(Records from a data collection)
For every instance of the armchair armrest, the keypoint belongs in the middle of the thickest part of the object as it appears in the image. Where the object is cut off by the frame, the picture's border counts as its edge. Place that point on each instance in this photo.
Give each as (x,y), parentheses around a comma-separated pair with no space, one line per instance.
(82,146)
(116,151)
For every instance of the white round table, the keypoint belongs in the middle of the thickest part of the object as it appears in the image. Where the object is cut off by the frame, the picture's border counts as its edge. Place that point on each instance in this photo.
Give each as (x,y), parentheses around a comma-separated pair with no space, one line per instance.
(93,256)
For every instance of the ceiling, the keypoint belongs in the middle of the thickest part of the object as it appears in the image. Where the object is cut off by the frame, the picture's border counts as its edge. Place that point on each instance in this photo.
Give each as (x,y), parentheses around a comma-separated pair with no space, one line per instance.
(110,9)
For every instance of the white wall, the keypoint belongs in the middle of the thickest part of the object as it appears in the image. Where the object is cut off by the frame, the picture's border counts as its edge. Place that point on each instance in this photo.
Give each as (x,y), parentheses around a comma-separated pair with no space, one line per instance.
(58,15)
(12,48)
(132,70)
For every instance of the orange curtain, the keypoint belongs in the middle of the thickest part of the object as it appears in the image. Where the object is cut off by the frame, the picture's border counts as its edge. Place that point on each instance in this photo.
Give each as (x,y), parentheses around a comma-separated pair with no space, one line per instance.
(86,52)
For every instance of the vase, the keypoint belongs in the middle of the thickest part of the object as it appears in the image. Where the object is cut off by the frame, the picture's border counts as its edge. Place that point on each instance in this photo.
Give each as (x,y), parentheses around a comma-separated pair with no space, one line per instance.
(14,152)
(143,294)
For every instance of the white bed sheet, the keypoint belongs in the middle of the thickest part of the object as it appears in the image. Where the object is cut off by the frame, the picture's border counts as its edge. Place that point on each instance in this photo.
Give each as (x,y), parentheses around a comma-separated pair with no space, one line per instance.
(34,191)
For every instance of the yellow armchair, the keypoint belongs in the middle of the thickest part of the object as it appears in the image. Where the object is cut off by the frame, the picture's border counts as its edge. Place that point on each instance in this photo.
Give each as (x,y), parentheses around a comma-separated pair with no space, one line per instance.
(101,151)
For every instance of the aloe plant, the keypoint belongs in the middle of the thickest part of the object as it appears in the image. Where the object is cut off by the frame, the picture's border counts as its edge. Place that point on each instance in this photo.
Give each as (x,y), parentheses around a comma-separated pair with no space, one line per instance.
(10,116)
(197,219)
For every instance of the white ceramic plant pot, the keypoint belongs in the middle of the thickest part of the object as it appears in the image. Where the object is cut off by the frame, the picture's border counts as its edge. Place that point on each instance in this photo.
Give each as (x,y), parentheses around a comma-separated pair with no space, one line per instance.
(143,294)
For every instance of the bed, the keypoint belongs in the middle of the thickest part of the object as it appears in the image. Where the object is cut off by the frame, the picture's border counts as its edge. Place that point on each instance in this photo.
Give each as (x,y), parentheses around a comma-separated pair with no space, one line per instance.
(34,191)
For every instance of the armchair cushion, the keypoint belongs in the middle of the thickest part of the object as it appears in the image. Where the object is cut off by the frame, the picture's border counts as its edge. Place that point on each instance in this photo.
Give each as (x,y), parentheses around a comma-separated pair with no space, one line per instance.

• **WORK TO DO**: Reproduce the listing above with every occurrence of "keypoint" swapped for "target point", changing nothing else.

• **EXERCISE ANSWER**:
For every instance of the armchair armrest, the target point belongs in the middle of the thickest part of the object as it appears in the image. Where the object is cut off by the frame, the picture's border counts as its edge. Place that point on each instance in this photo.
Give each as (x,y), parentheses around a comma-separated pair with no space, one line per instance.
(82,146)
(116,151)
For every instance of the white round table, the target point belongs in the middle of the thickest part of the object as it appears in the image. Where the object is cut off by the frame, the picture's border counts as its edge. Place that point on each instance in this photo.
Give each as (x,y), parentheses around a comma-separated pair with no space, one line per instance.
(93,256)
For every instance of the ceiling, the target point belongs in the middle of the thickest part of the object as it appears in the image. Where the object is cut off by the frame, the picture's border counts as its edge. Place that point on each instance in this photo.
Give each as (x,y), parentheses around a comma-separated pair with no space, one line per instance.
(110,9)
For every instance of the white wall, the target point belongs in the middle of the thickest part of the object as it appears in the image. Where the object is cut off by the frame, the picture's border counts as its edge. Place that point on each instance in this photo.
Give each as (x,y), parentheses around a comma-separated pair with no space, one line per instance.
(58,15)
(12,48)
(132,70)
For every instance of the orange curtain, the target point belongs in the middle of the thickest part of the object as it appears in the image. Where the object is cut off by the frame, the picture's border counts as its edge. Place that point on each instance in this photo.
Give each as (x,y), parentheses around a comma-separated pair with no space, one line per instance.
(86,52)
For every instance of the vase, the target point belongs in the middle of the thickest part of the object as it appears in the image. Where the object is cut off by the frame, the picture's border counts as its edge. Place that point on each instance in this photo.
Give each as (x,y), parentheses around a comma-separated pair with no space, one line per instance.
(14,152)
(143,294)
For every instance of the white bed sheet, the target point belongs in the middle of the thickest part of the object as it appears in the image. Where the object is cut off by the frame, the picture's border counts as its edge. Place that point on each instance in this photo.
Give each as (x,y), parentheses around a comma-separated pair with no space, one line per instance.
(34,191)
For every instance of the yellow armchair, the target point belongs in the middle of the thickest part of the object as it appears in the image. Where the object is cut off by the frame, the picture's border counts as its edge. Place that point on each instance in this photo.
Give each as (x,y), parentheses around a comma-separated pair with no space, one line per instance.
(101,151)
For every instance of the aloe plant, the target point belongs in the middle of the thickest part of the object as it appears in the image. Where the object is cut off by the frame, the picture's border counts as its edge. Place that point on each instance in this photo.
Give each as (x,y), parentheses around a comma-separated pair with no space, one line per instance.
(10,116)
(197,219)
For every instance of the white ceramic plant pot, the target point belongs in the middle of the thickest part of the object as it appears in the image. Where the object is cut off by the frame, the picture's border counts as its edge. Place that point on each instance in this photo.
Give each as (x,y), parentheses around a comma-separated pair with no space, one line per instance.
(143,294)
For every instance of the bed, the target point belongs in the middle of the thickest part of the object as it appears in the image. Where the object is cut off by the frame, the picture's border counts as its edge. Place that point on each instance in this photo.
Give each as (x,y), parentheses around a comma-separated pair with no space, one line per instance.
(34,191)
For every instance of the armchair cushion, the target point belongs in the middle of the thickest part of the object as it appears in the image. Where the object is cut off by the frame, the picture's border counts as its edge. Place that point on each instance in this photo.
Give each as (x,y), parentheses around a comma-separated pair with no space, one line per instance.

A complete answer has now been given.